-- start Given entries --

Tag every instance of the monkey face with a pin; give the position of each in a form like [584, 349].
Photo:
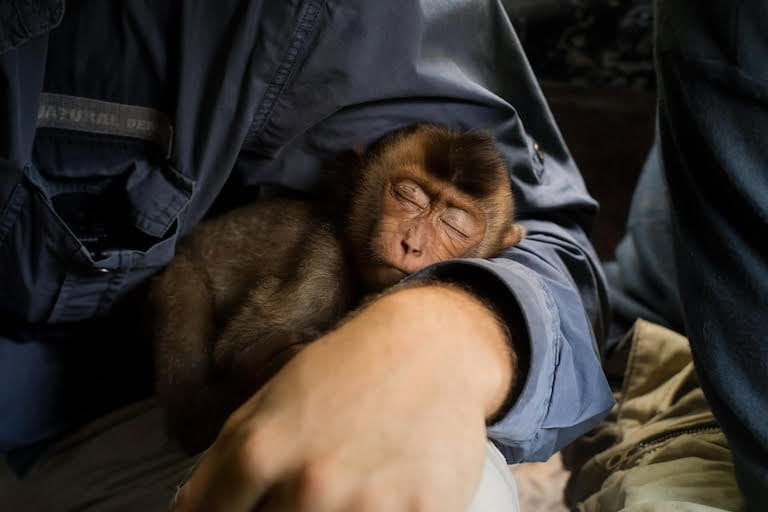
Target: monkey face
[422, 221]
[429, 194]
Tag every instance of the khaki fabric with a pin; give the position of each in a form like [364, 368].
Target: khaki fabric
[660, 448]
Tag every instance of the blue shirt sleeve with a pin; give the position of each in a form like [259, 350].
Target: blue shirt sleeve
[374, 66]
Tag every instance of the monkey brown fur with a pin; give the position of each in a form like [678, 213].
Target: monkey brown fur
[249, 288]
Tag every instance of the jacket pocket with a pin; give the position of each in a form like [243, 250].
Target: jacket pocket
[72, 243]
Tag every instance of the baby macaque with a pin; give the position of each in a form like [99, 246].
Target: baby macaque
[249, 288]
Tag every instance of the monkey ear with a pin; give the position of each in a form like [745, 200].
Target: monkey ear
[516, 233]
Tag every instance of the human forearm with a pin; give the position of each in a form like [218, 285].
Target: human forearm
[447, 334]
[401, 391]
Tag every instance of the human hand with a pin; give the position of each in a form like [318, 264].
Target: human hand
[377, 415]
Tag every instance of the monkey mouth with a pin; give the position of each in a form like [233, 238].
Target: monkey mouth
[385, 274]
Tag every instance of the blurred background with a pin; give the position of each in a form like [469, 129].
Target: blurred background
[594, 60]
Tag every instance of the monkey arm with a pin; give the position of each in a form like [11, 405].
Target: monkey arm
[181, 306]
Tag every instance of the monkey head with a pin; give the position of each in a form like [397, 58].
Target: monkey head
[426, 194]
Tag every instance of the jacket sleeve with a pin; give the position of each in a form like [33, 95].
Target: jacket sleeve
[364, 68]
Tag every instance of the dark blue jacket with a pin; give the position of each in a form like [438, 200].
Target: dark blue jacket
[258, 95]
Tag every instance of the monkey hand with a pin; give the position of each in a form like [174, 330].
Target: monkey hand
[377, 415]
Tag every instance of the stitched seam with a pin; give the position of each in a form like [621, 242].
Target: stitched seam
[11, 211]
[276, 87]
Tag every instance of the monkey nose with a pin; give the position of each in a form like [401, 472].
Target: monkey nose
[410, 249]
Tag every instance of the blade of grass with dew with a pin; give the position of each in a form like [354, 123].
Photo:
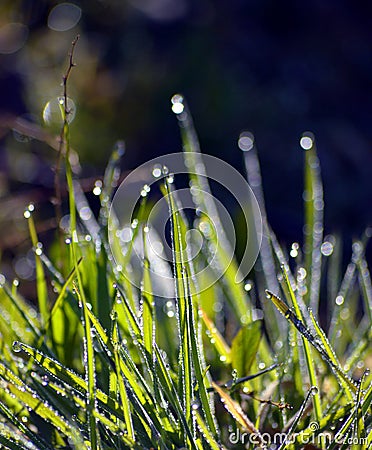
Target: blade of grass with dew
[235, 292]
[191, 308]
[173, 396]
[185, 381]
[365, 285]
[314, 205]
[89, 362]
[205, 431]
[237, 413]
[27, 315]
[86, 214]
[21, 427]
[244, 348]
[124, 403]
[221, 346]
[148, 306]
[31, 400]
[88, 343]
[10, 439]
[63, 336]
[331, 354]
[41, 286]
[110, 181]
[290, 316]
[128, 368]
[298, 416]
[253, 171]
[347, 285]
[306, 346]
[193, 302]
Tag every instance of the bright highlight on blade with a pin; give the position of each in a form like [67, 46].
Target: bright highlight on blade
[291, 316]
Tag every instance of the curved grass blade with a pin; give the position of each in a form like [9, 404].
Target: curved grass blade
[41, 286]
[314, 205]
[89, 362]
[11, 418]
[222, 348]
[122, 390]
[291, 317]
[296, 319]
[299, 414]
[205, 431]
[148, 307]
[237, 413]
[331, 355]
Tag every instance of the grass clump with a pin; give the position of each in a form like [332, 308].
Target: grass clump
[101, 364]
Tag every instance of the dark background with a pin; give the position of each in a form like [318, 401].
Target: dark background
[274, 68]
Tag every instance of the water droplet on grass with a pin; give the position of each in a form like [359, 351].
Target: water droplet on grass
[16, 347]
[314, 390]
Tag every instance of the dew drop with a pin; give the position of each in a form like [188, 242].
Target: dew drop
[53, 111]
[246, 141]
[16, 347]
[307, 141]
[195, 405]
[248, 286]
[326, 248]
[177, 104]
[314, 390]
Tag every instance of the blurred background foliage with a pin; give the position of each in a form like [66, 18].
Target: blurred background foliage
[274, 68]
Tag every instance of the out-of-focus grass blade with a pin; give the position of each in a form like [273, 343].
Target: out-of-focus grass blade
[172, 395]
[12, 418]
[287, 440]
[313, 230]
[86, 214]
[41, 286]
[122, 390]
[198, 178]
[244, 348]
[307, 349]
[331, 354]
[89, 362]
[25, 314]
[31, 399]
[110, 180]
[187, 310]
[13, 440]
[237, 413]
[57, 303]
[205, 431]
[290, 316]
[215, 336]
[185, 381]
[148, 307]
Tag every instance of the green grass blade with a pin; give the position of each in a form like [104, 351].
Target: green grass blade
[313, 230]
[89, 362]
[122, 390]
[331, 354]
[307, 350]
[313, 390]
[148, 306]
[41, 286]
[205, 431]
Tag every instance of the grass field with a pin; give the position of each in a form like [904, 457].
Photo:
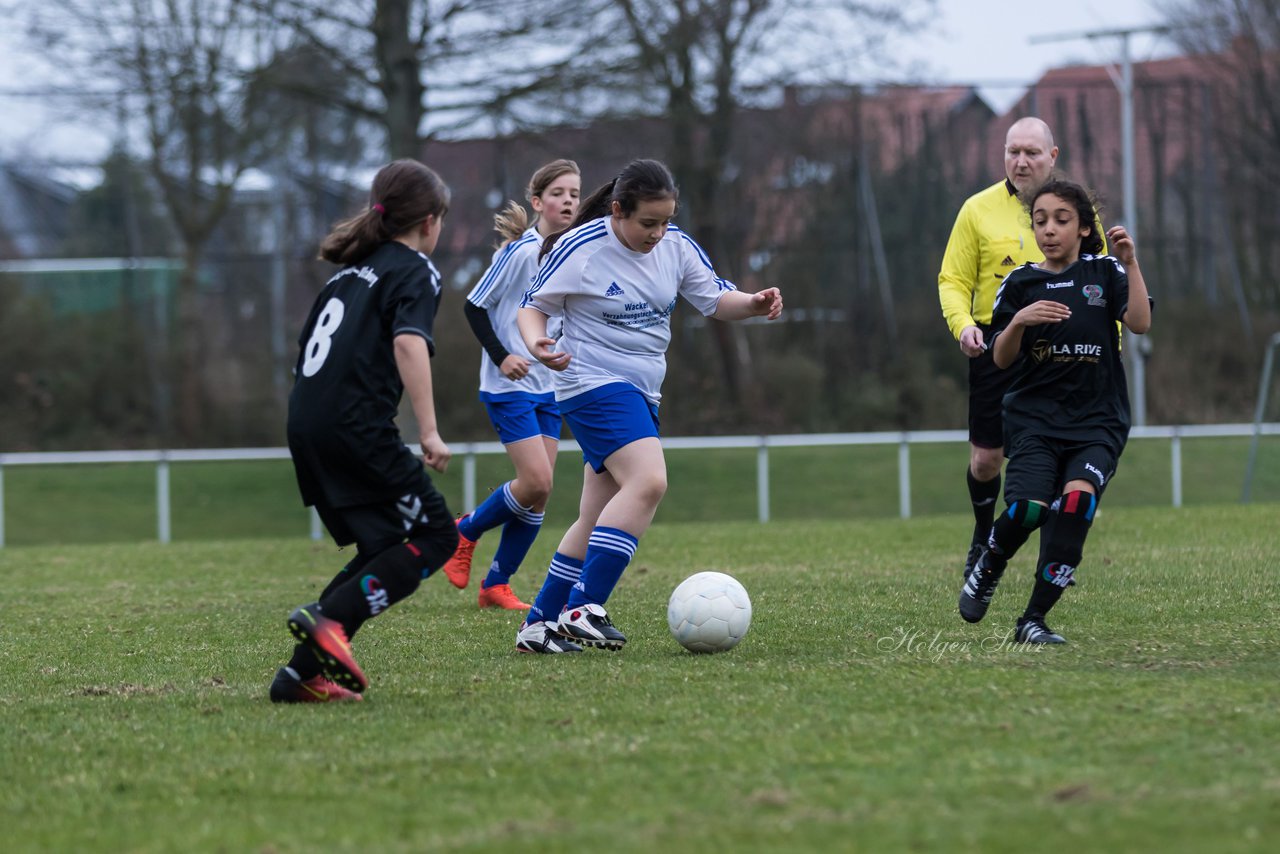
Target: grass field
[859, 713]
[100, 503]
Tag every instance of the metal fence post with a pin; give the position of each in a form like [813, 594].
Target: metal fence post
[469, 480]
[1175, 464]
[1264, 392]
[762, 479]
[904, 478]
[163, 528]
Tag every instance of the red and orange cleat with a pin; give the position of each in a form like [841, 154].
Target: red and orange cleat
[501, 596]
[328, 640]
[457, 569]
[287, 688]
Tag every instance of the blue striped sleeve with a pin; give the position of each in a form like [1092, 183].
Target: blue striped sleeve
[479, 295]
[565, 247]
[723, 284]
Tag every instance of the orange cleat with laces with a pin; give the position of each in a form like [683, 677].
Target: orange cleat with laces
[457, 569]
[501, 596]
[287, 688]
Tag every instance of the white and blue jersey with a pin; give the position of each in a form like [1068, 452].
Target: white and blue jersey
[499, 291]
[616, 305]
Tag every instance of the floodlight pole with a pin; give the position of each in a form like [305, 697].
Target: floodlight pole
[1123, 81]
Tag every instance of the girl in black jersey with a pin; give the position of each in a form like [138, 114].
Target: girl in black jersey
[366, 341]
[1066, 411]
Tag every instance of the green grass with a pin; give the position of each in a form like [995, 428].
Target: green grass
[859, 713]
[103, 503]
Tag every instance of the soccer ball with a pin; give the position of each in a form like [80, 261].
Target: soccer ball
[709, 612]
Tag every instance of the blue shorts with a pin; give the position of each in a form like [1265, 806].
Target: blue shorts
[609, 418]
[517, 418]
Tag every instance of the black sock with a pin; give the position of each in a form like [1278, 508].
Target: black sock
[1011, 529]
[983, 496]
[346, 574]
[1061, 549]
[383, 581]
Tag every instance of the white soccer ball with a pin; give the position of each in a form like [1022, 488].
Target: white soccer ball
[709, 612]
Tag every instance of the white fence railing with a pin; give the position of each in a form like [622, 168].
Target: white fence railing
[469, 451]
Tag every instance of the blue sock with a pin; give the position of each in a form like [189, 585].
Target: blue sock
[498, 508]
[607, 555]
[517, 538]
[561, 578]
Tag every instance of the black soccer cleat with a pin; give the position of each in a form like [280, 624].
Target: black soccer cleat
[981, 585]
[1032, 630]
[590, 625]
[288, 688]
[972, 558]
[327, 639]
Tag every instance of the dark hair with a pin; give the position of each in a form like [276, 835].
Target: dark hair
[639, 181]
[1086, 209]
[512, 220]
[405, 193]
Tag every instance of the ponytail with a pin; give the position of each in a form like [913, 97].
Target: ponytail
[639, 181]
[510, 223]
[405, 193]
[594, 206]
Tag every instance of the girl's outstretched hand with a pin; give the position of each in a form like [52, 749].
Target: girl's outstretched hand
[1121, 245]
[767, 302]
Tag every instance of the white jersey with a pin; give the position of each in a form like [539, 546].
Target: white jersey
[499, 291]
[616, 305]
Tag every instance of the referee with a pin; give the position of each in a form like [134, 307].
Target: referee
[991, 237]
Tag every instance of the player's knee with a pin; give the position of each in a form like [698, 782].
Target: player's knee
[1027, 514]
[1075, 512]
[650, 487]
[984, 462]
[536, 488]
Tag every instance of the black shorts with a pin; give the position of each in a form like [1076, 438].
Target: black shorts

-- end Given entries --

◆ **Stated exercise**: Give exactly the lines from the one with "Tag every instance of the girl's" to the end of the entries, nothing before them.

◆ **Task response**:
Tag every instance of the girl's outstretched hand with a pin; give the position of each in a form like [52, 749].
Target: girl's outstretched hand
[1121, 245]
[767, 302]
Tag every instance of the white jersey with a pin; give the position of each in a form like [539, 546].
Target: white jersey
[499, 291]
[616, 305]
Tag every instance of the referee with a pin; give the position of each in a form like [134, 307].
Target: referee
[991, 237]
Tag every instance of the player's knee with a pin; give the position of each in a form like [698, 782].
Target: player's knee
[1027, 514]
[1075, 512]
[650, 487]
[984, 462]
[536, 488]
Tag every instance of the black shorts with a pin; give the position of each in a form like [1076, 438].
Target: black shorts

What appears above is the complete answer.